▸ Excerpted passage:

Cancer Battle Inspires Sara Segner to Become Something She Never Dreamed

Just three days into her schooling to become a nurse, Sara Segner switched gears and applied to medical school. Her chosen field is one she's already quite familiar with.


Sara Segner told herself she'd never become a pediatrician. If you know Sara's backstory, you might understand why she felt that way.

Sara had a number health issues in her teens, as ABC 6 News reports. "I actually have Crohn's disease that was diagnosed at 14," she tells the station. "Then I was diagnosed with mononucleosis. They were like 'Oh, you just have mono, you'll get better.'"

But Sara didn't get better. After additional testing, her doctors would figure out why. She had a rare blood cancer called hemophagocytic lymphohistiocytosis that was causing the white blood cells in her body to "build up" and attack from the inside, ABC 6 News reports.  

With the help of her care team and several rounds of chemotherapy, Sara flushed that cancer from her body just in time to be knocked back down with a second cancer diagnosis. This time, the station reports, it was lymphoma.

More chemotherapy and more worry followed, but Sara would go on to beat that cancer, too. And while some of the credit goes to Sara, she says it also goes to her care team at Mayo Clinic for catching her cancer early. "The doctors there diagnosed me with HLH early. If someone wouldn't have done that, I don't think I would have made it," she tells ABC 6 News. "Being at Mayo was a big part of why I'm even alive."

▸ Data provided:
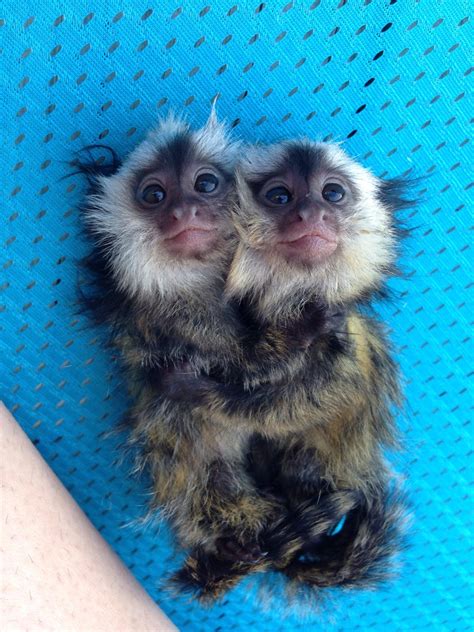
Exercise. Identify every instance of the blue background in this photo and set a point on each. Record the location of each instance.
(388, 79)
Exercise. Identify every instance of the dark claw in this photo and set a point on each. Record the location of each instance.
(230, 549)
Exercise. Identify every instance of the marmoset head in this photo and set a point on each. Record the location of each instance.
(162, 220)
(312, 219)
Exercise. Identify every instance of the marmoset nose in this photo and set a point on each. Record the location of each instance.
(185, 210)
(312, 213)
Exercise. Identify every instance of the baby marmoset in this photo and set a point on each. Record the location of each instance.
(267, 369)
(317, 240)
(162, 237)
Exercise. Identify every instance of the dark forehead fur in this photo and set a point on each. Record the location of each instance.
(302, 159)
(177, 154)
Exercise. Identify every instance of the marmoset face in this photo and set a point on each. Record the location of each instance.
(164, 217)
(312, 216)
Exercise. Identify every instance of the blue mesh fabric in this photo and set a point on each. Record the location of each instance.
(386, 78)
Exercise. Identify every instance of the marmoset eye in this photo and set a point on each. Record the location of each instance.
(333, 192)
(206, 183)
(153, 194)
(279, 196)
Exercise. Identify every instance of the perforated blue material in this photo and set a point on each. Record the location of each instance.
(388, 79)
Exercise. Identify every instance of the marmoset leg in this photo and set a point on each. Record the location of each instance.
(200, 482)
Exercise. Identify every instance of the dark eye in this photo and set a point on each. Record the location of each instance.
(278, 195)
(153, 194)
(333, 192)
(206, 183)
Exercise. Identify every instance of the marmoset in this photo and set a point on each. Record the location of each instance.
(160, 226)
(318, 238)
(228, 363)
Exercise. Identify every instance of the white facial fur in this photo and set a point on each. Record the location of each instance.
(137, 260)
(365, 253)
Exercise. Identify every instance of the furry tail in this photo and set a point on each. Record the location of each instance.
(360, 554)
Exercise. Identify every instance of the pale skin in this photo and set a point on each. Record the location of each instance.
(56, 571)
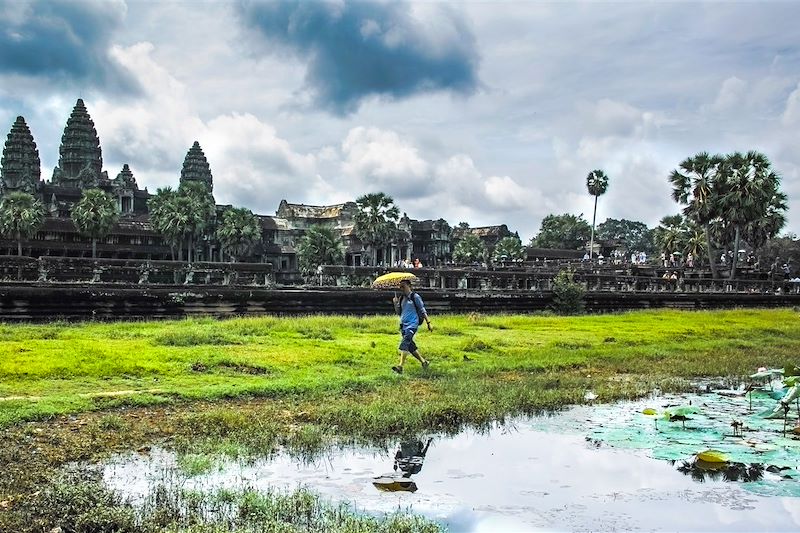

▸ Work instructions:
1. In the article about Sara Segner, at what age was her Crohn's disease diagnosed?
2. Pick up the article about Sara Segner's cancer battle after its last sentence and carry it on.

▸ Numbered responses:
1. At 14.

2.
It's also a big part of why Sara, just three days into her schooling to become a nurse, switched gears and applied for the Mayo Clinic Alix School of Medicine. "It just sort of hit me that 'I'm not supposed to be a nurse, I'm supposed to be a doctor,'" Sara tells us. "I remember calling my dad and telling him I was switching to pre-med and he immediately said, 'Yeah, that makes sense.' No one was surprised."

Sara was surprised, however, when she got a call from Susan Romanski, M.D., officially welcoming her to her new medical school. "I legitimately thought it was a joke," Sara tells us. "I actually said, 'That's funny. Who is this?' It took her a while to convince me it was real and then it was just several moments of shock as I tried to compose myself."

Now into her fourth year at the school, Sara is preparing to enter a specialty she never thought she would. "I told my parents the one thing I'd never do is pediatrics," Sara tells us. "It always felt too close to home for me." But after a pediatrics rotation during her second year of med school, Sara realized it was a perfect fit for her. "I can really connect with sick kids. And given my own experiences as a patient, pediatrics is also where I can make the biggest impact in our patients' lives."

She's also reconnecting with some of her former doctors. "Sometimes when I am on peds service, I'll have to call a specialty service, and it will be the person who treated me on the other end of the phone," Sara tells ABC 6 News.